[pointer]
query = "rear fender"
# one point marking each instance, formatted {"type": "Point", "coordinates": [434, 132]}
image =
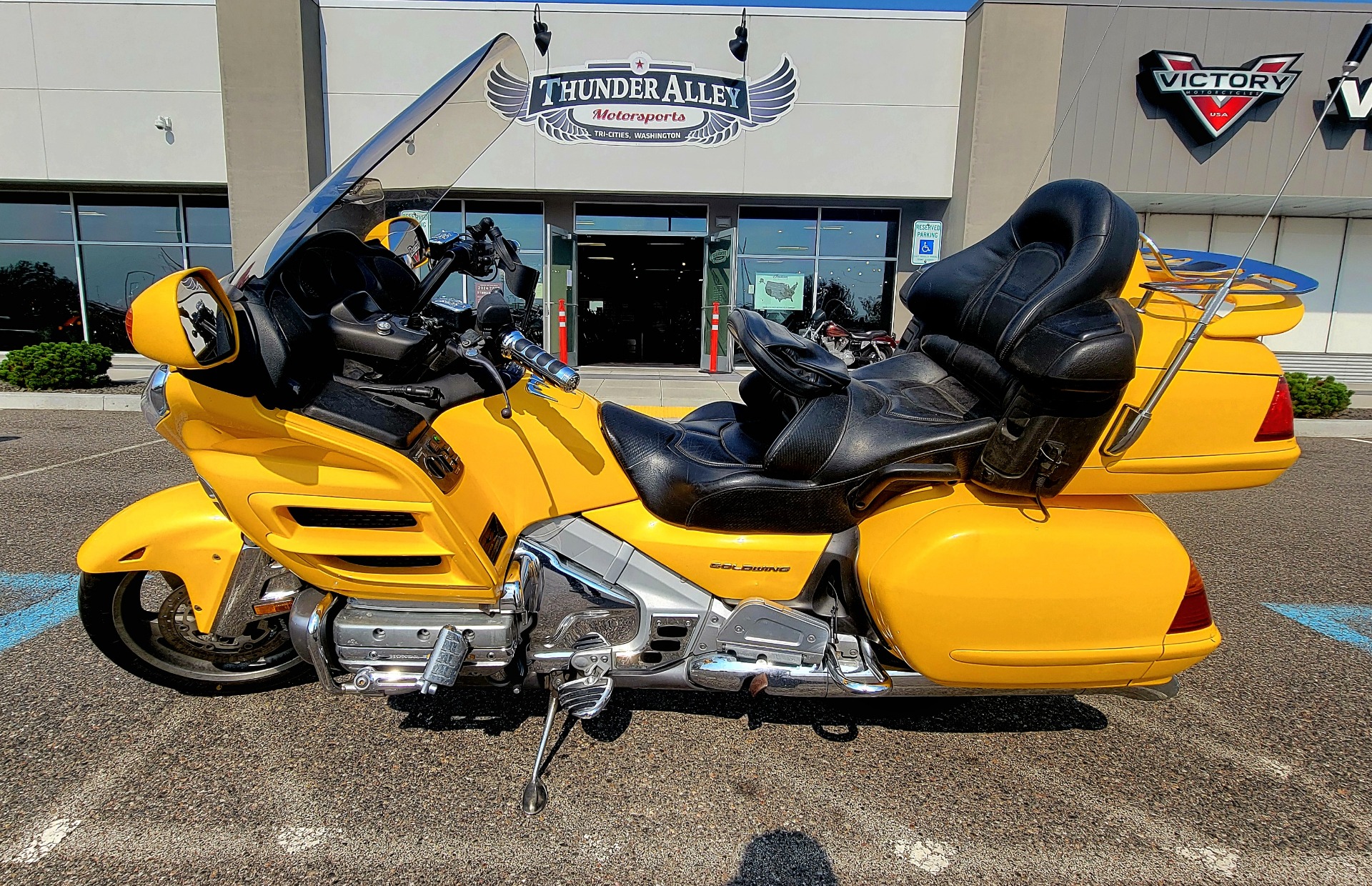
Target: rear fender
{"type": "Point", "coordinates": [179, 531]}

ABOUT THIS TASK: Since the pictures are not wanted, transcribe the rest of the listing above exactly.

RESPONSE TO THE EXERCISE:
[pointer]
query = "rear fender"
# one point marking each instance, formatted {"type": "Point", "coordinates": [434, 132]}
image =
Target: rear fender
{"type": "Point", "coordinates": [179, 531]}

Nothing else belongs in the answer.